### Extract to read
********************

In the years to come within the urban landscape, smart cities will play a crucial role for an effective balance on the decentralized grid. On the one hand electric cars will also gain an important role, because by 2040, half of the cars sold are estimated to be electric. These electric vehicles will indeed be mobile energy storage units which could be actually used to benefit the grid by supplying energy when the peak demand of electricity is at its highest. On the other hand, the role of houses and buildings regarding power consumption will be redefined. At the moment, these structures act as power loads but in the future they will also become power generators. They will generate, store and consume DC power, which will be traded in and out, depending on the grid’s needs and capacity. This kind of trade will be done in scalable areas: from neighborhoods to towns or even larger perspectives. In other words, the future of power distribution will transition from a centralized top-down approach to a decentralized large number of power sources and loads that trade power with each other. This micro-trade of energy will tackle the problem of under or over-capacity of the network and could also result in something like the “internet of energy”.

Problems – Standardisation

Moreover, the technological advancements in the DC circuitry, which minimizes the power loss when  converting DC voltages for the different loads, is also fostering further developments on the general DC architecture. It’s important to highlight that the voltages used for DC are not the sames as the ones used in AC. As direct current begins to gain prominence, standardization for voltages and plugs/sockets become a matter of urgent attention. AC plugs for example are not compatible with DC installations. Other factors that need to be addressed are a standards for hazard protection against, for example, electric shocks.

********************

### Activities
1) According to the text on DC power in smart cities, what share of cars sold by 2040 are estimated to be electric?
2) Reproduce the portion of the text on DC power in smart cities that begins with the words containing "Problems – Standardisation" and ends with "for example, electric shocks.".

### Information provided
********************

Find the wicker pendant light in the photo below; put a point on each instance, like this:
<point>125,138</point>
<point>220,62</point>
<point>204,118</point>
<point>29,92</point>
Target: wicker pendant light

********************

### Answers for each item
1) Half of the cars sold.

2)
Problems – Standardisation

Moreover, the technological advancements in the DC circuitry, which minimizes the power loss when  converting DC voltages for the different loads, is also fostering further developments on the general DC architecture. It’s important to highlight that the voltages used for DC are not the sames as the ones used in AC. As direct current begins to gain prominence, standardization for voltages and plugs/sockets become a matter of urgent attention. AC plugs for example are not compatible with DC installations. Other factors that need to be addressed are a standards for hazard protection against, for example, electric shocks.